__EXERCISE DETAILS__
Convert every line of the data below into a Markdown table with the columns "Row" and "Line", skipping blank lines. Leave the pictures out of the table.

### THE INPUT

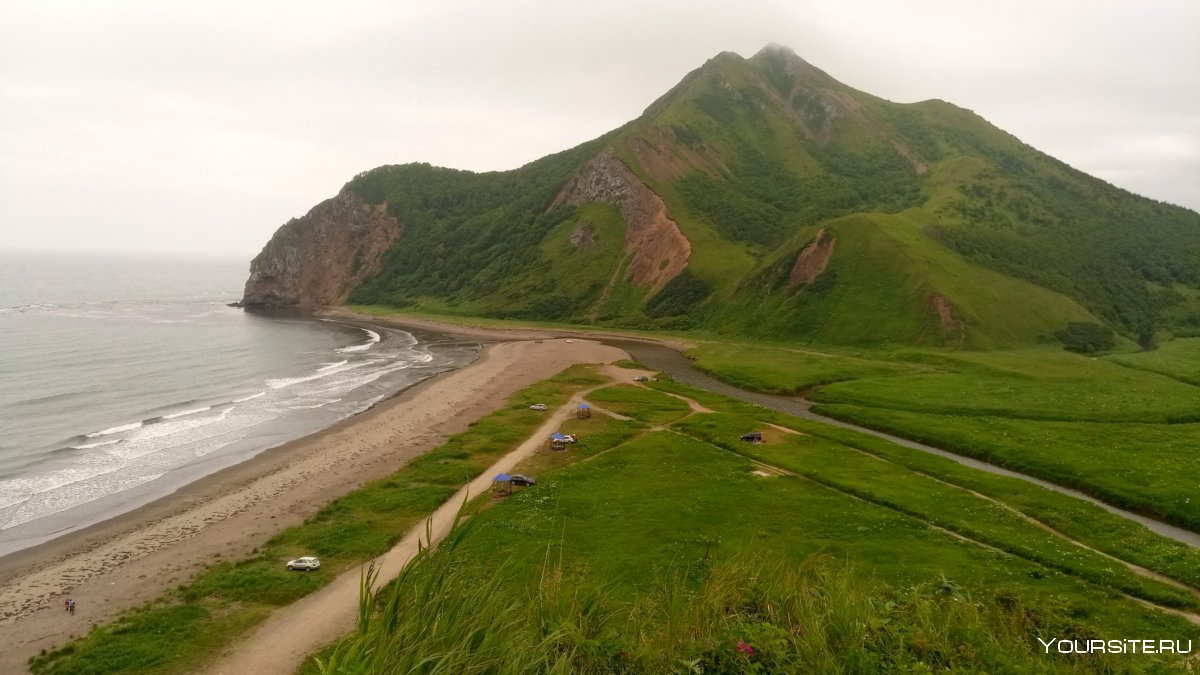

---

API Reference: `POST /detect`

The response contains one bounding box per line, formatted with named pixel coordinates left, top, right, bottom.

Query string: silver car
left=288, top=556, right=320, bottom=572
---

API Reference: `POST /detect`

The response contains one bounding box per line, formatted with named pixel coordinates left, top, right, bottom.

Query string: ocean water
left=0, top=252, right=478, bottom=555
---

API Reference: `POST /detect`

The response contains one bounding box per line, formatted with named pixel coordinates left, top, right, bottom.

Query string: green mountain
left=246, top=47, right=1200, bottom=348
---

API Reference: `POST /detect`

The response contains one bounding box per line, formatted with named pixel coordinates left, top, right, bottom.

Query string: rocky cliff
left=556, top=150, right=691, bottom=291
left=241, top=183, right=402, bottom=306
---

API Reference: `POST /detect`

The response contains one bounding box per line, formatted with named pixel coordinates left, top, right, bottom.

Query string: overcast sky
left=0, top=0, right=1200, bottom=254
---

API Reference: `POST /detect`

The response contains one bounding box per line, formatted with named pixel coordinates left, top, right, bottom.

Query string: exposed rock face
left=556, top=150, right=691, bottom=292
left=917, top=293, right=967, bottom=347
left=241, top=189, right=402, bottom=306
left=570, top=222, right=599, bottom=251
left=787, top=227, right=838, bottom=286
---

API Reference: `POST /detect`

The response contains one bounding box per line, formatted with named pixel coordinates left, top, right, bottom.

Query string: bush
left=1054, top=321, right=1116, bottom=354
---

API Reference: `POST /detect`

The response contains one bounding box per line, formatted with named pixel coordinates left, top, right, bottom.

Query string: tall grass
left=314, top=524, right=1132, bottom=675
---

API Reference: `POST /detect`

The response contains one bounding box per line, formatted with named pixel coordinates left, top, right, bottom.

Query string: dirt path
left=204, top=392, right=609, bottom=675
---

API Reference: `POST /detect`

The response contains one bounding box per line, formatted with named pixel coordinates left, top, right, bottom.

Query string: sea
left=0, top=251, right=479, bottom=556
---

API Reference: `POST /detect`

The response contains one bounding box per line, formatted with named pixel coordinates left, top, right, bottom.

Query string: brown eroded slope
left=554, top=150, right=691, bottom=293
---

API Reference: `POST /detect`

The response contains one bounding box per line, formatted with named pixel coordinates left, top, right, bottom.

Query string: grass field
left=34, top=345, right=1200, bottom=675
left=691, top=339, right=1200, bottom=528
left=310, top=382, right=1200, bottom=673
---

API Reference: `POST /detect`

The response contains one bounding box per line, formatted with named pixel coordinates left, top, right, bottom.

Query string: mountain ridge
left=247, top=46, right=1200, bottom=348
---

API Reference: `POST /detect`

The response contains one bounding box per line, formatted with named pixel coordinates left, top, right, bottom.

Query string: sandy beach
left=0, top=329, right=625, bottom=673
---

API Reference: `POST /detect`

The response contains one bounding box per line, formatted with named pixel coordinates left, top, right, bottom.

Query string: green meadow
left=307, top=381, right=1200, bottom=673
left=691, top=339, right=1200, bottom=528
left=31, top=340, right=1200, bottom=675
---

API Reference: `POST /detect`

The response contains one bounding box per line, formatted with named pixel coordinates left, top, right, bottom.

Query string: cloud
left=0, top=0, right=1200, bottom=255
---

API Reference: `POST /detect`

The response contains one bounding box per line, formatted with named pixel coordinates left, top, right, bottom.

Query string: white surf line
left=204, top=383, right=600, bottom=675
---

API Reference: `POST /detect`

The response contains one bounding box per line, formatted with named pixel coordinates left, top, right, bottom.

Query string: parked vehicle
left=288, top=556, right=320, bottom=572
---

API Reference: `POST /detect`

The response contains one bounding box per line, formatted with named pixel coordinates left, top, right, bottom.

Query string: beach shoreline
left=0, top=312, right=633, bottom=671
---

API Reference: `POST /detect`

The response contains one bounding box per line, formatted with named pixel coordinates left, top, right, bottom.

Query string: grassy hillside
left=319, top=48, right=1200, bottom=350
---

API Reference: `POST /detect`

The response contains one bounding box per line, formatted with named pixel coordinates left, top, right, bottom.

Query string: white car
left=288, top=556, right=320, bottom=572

######

__RESULT OF THIS EXERCISE__
| Row | Line |
|---|---|
| 1 | --- |
| 2 | API Reference: `POST /detect` |
| 3 | The response contains one bounding box per line, formatted with named pixel coordinates left, top, right, bottom. |
| 4 | Query string: silver car |
| 5 | left=288, top=556, right=320, bottom=572 |
| 6 | --- |
| 7 | API Reference: `POST /detect` |
| 8 | The response contains one bounding box per line, formatted with named pixel coordinates left, top, right, bottom. |
| 9 | Query string: ocean water |
| 10 | left=0, top=252, right=478, bottom=555 |
| 11 | --- |
| 12 | API Reference: `POST /detect` |
| 13 | The response contains one bounding box per line, formatted with named pixel coordinates left, top, right, bottom. |
| 14 | Query string: green mountain |
| 15 | left=246, top=47, right=1200, bottom=348 |
| 16 | --- |
| 17 | API Reference: `POST /detect` |
| 18 | The response contains one bounding box per line, formatted with named pixel coordinates left, top, right, bottom. |
| 19 | Query string: rocky cliff |
| 20 | left=556, top=150, right=691, bottom=291 |
| 21 | left=241, top=183, right=402, bottom=306 |
| 22 | --- |
| 23 | API Reference: `POST /detect` |
| 24 | The response contains one bounding box per line, formatted with named pixel coordinates left, top, right, bottom. |
| 25 | Query string: overcast sky |
| 26 | left=0, top=0, right=1200, bottom=254 |
| 27 | --- |
| 28 | API Reference: `POST /detect` |
| 29 | The response contains one bounding box per line, formatted with named pixel coordinates left, top, right, bottom. |
| 30 | Query string: exposed rock face |
| 31 | left=556, top=150, right=691, bottom=292 |
| 32 | left=917, top=293, right=967, bottom=347 |
| 33 | left=241, top=189, right=402, bottom=306 |
| 34 | left=570, top=222, right=599, bottom=251 |
| 35 | left=787, top=227, right=838, bottom=286 |
| 36 | --- |
| 37 | API Reference: `POST /detect` |
| 38 | The response contains one bounding box per line, formatted with named pixel coordinates left, top, right, bottom. |
| 39 | Query string: bush |
| 40 | left=1054, top=321, right=1116, bottom=354 |
| 41 | --- |
| 42 | API Reference: `POST /detect` |
| 43 | The response contains one bounding box per line, formatted with named pixel coordinates left, top, right, bottom. |
| 44 | Query string: tall grass |
| 45 | left=314, top=524, right=1132, bottom=675 |
| 46 | --- |
| 47 | API Reference: `POST /detect` |
| 48 | The response contains one bounding box per line, formatted with named pixel coordinates left, top, right, bottom. |
| 49 | Query string: dirt path |
| 50 | left=204, top=392, right=609, bottom=675 |
| 51 | --- |
| 52 | API Reference: `POST /detect` |
| 53 | The response contains one bounding box per line, formatted with named pixel coordinates left, top, right, bottom. |
| 54 | Query string: sea |
| 55 | left=0, top=251, right=479, bottom=556 |
| 56 | --- |
| 57 | API Reference: `POST /detect` |
| 58 | The response contains one bounding box per line, formatted with named pixel coordinates left, top, right, bottom. |
| 59 | Query string: brown eroded slope |
| 60 | left=554, top=150, right=691, bottom=293 |
| 61 | --- |
| 62 | API Reference: `POST /detect` |
| 63 | The response contains one bounding box per line, formatted with named pixel coordinates left, top, right, bottom. |
| 64 | Query string: grass field |
| 65 | left=34, top=345, right=1200, bottom=675 |
| 66 | left=691, top=339, right=1200, bottom=528 |
| 67 | left=310, top=382, right=1200, bottom=673 |
| 68 | --- |
| 69 | API Reference: `POST /detect` |
| 70 | The response contains one bounding box per line, formatted with named pixel coordinates left, top, right, bottom. |
| 71 | Query string: mountain ridge |
| 72 | left=247, top=46, right=1200, bottom=348 |
| 73 | --- |
| 74 | API Reference: `POST /detect` |
| 75 | The response contains one bounding box per line, formatted with named pixel coordinates left, top, right, bottom. |
| 76 | Query string: sandy beach |
| 77 | left=0, top=329, right=625, bottom=673 |
| 78 | --- |
| 79 | API Reference: `POST /detect` |
| 80 | The response contains one bounding box per line, formatted with named pixel coordinates left, top, right, bottom. |
| 81 | Query string: green meadow |
| 82 | left=307, top=381, right=1200, bottom=673 |
| 83 | left=691, top=339, right=1200, bottom=528 |
| 84 | left=31, top=340, right=1200, bottom=675 |
| 85 | --- |
| 86 | API Reference: `POST /detect` |
| 87 | The response contains one bounding box per line, formatted with named pixel coordinates left, top, right, bottom. |
| 88 | Query string: cloud |
| 89 | left=0, top=0, right=1200, bottom=255 |
| 90 | --- |
| 91 | API Reference: `POST /detect` |
| 92 | The response contains one bounding box per line, formatted with named pixel coordinates left, top, right, bottom. |
| 93 | Query string: white surf line |
| 94 | left=204, top=383, right=600, bottom=675 |
| 95 | --- |
| 96 | API Reference: `POST /detect` |
| 97 | The response contains one bounding box per line, formatted with named pixel coordinates left, top, right, bottom. |
| 98 | Query string: parked vehicle |
| 99 | left=288, top=556, right=320, bottom=572 |
| 100 | --- |
| 101 | API Reference: `POST /detect` |
| 102 | The response contains one bounding box per line, formatted with named pixel coordinates left, top, right, bottom. |
| 103 | Query string: beach shoreline |
| 104 | left=0, top=312, right=633, bottom=671 |
| 105 | --- |
| 106 | API Reference: `POST /detect` |
| 107 | The response contains one bounding box per line, formatted with named pixel coordinates left, top, right, bottom. |
| 108 | Query string: grassy hillside |
| 109 | left=319, top=48, right=1200, bottom=350 |
| 110 | --- |
| 111 | API Reference: `POST /detect` |
| 112 | The response contains one bounding box per line, formatted with named pixel coordinates left, top, right, bottom. |
| 113 | Query string: white car |
| 114 | left=288, top=556, right=320, bottom=572 |